* Set problem: Transcribe each of the records below exactly, excluding all pictures.

Items from a data source
##############################

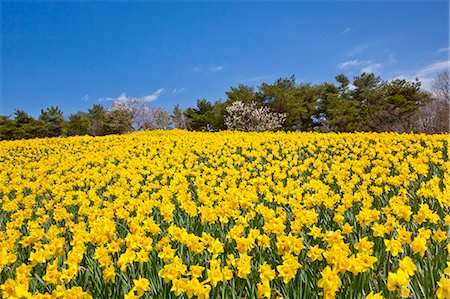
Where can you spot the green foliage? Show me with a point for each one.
(78, 124)
(367, 103)
(207, 116)
(53, 121)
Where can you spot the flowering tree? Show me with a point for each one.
(143, 117)
(242, 117)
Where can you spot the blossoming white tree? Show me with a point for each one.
(242, 117)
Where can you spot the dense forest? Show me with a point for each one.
(367, 103)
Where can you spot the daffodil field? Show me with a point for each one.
(176, 214)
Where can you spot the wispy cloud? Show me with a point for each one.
(357, 50)
(256, 78)
(215, 68)
(124, 97)
(350, 63)
(368, 66)
(434, 68)
(154, 95)
(392, 59)
(178, 90)
(372, 68)
(203, 68)
(346, 30)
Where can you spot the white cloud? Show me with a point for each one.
(434, 68)
(350, 63)
(392, 59)
(346, 30)
(178, 90)
(257, 78)
(215, 68)
(154, 95)
(372, 68)
(123, 97)
(357, 50)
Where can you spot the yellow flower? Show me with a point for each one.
(443, 290)
(408, 266)
(373, 295)
(141, 285)
(315, 253)
(329, 282)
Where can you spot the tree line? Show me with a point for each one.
(367, 103)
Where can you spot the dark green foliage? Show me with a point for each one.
(207, 116)
(118, 122)
(367, 103)
(78, 124)
(53, 122)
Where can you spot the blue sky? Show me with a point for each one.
(76, 54)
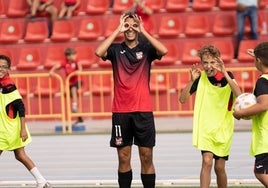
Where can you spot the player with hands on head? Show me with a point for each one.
(213, 122)
(14, 132)
(132, 117)
(259, 113)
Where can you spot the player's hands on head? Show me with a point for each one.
(195, 72)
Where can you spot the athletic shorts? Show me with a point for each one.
(216, 157)
(261, 164)
(137, 127)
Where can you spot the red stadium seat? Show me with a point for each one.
(226, 48)
(227, 4)
(224, 24)
(111, 24)
(170, 26)
(11, 31)
(197, 25)
(172, 56)
(101, 84)
(121, 6)
(263, 4)
(17, 8)
(2, 8)
(63, 30)
(97, 7)
(29, 59)
(55, 54)
(203, 5)
(47, 86)
(86, 55)
(36, 31)
(243, 56)
(176, 5)
(156, 5)
(158, 83)
(90, 28)
(190, 51)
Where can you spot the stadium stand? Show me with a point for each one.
(36, 31)
(97, 7)
(176, 5)
(224, 24)
(29, 59)
(227, 4)
(203, 5)
(170, 26)
(12, 30)
(120, 6)
(17, 9)
(63, 30)
(197, 25)
(91, 28)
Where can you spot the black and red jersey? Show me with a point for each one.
(131, 74)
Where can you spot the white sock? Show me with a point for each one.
(37, 175)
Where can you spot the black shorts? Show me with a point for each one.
(137, 126)
(216, 157)
(261, 164)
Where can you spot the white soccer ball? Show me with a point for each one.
(243, 101)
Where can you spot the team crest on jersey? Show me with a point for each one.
(139, 55)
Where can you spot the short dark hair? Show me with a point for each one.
(7, 59)
(69, 51)
(209, 50)
(261, 52)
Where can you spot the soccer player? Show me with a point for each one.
(14, 133)
(259, 111)
(213, 124)
(132, 117)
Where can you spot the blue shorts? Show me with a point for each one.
(137, 127)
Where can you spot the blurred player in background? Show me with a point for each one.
(259, 111)
(213, 124)
(71, 64)
(14, 132)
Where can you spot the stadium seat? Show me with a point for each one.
(55, 54)
(104, 64)
(101, 84)
(227, 4)
(36, 31)
(8, 52)
(63, 30)
(47, 86)
(224, 24)
(17, 8)
(158, 83)
(176, 5)
(263, 4)
(190, 51)
(172, 56)
(203, 5)
(29, 59)
(86, 55)
(2, 9)
(97, 7)
(226, 48)
(90, 28)
(121, 6)
(197, 25)
(111, 24)
(243, 56)
(170, 26)
(11, 31)
(156, 5)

##############################

* Result for this exercise:
Where can you spot the green foliage? Show me with a point for each one.
(78, 124)
(367, 103)
(207, 116)
(53, 121)
Where can you spot the flowering tree? Show me with a point for each one.
(143, 117)
(242, 117)
Where can you spot the blossoming white tree? Show me with a point for each one.
(242, 117)
Where can you spot the dense forest? Show me with a point for each one.
(367, 103)
Where can you spot the daffodil field? Show me with a point for each one.
(176, 214)
Where can you spot the wispy cloud? Show me with a point for each one.
(357, 50)
(256, 78)
(215, 68)
(124, 97)
(350, 63)
(368, 66)
(434, 68)
(154, 95)
(392, 59)
(178, 90)
(372, 68)
(203, 68)
(346, 30)
Where can you spot the white cloud? Show me with a point for each one.
(434, 68)
(350, 63)
(392, 59)
(346, 30)
(178, 90)
(257, 78)
(215, 68)
(154, 95)
(372, 68)
(123, 97)
(357, 50)
Where can you spot the yellow flower? Show me with a point for each one.
(443, 290)
(408, 266)
(373, 295)
(141, 285)
(315, 253)
(329, 282)
Where can you spot the tree line? Show me with a point for each one.
(367, 103)
Where can you spot the dark green foliage? Show me with a point for each one.
(207, 116)
(118, 122)
(367, 103)
(78, 124)
(53, 122)
Where can you spot the blue sky? Show me with a point for each one.
(76, 54)
Where can you spot the player with hands on head? Show me with a point for each one.
(213, 122)
(14, 132)
(132, 117)
(259, 113)
Where can you spot the player's hands on head? Show me with a point for each one.
(195, 72)
Where can you spot the athletic shorts? Show me with a point for each one.
(216, 157)
(261, 164)
(137, 127)
Where can you spot the red stadium seat? Show me with a point for each one.
(226, 48)
(227, 4)
(224, 24)
(111, 24)
(170, 26)
(11, 31)
(197, 25)
(172, 56)
(101, 84)
(121, 6)
(263, 4)
(17, 8)
(2, 8)
(63, 30)
(97, 7)
(29, 59)
(55, 54)
(203, 5)
(47, 86)
(86, 55)
(36, 31)
(243, 56)
(176, 5)
(156, 5)
(158, 83)
(90, 28)
(190, 51)
Where can you spot the stadium stand? Show me with a point for each one.
(36, 31)
(97, 7)
(176, 5)
(224, 24)
(29, 59)
(227, 4)
(203, 5)
(170, 26)
(12, 30)
(120, 6)
(17, 9)
(63, 30)
(197, 25)
(91, 28)
Where can you spot the black and red jersey? Show me with a point for each one.
(131, 74)
Where can you spot the white sock? Show me with a point for each one.
(37, 175)
Where can you spot the black shorts? Show me with a point for each one.
(137, 126)
(216, 157)
(261, 164)
Where can you spot the white soccer ball? Show me with a point for each one.
(243, 101)
Where can you spot the team crest on jersey? Show me with a point for each one.
(139, 55)
Where can you spot the short dark hair? Show me with a point for each one.
(7, 59)
(69, 51)
(209, 50)
(261, 52)
Where can you spot the soccer player? Show me with a point for each one.
(14, 133)
(259, 111)
(213, 124)
(132, 117)
Where can you spot the blue shorts? Show me with a point for each one.
(137, 127)
Where can you spot the blurred player in background? Show me with a point for each one.
(259, 111)
(213, 124)
(71, 64)
(14, 132)
Where can you spot the stadium seat? Show me with a point for each one.
(55, 54)
(104, 64)
(101, 84)
(227, 4)
(36, 31)
(8, 52)
(63, 30)
(47, 86)
(224, 24)
(17, 8)
(158, 83)
(176, 5)
(263, 4)
(190, 51)
(172, 56)
(203, 5)
(29, 59)
(86, 55)
(2, 9)
(97, 7)
(226, 48)
(90, 28)
(121, 6)
(197, 25)
(111, 24)
(243, 56)
(170, 26)
(11, 31)
(156, 5)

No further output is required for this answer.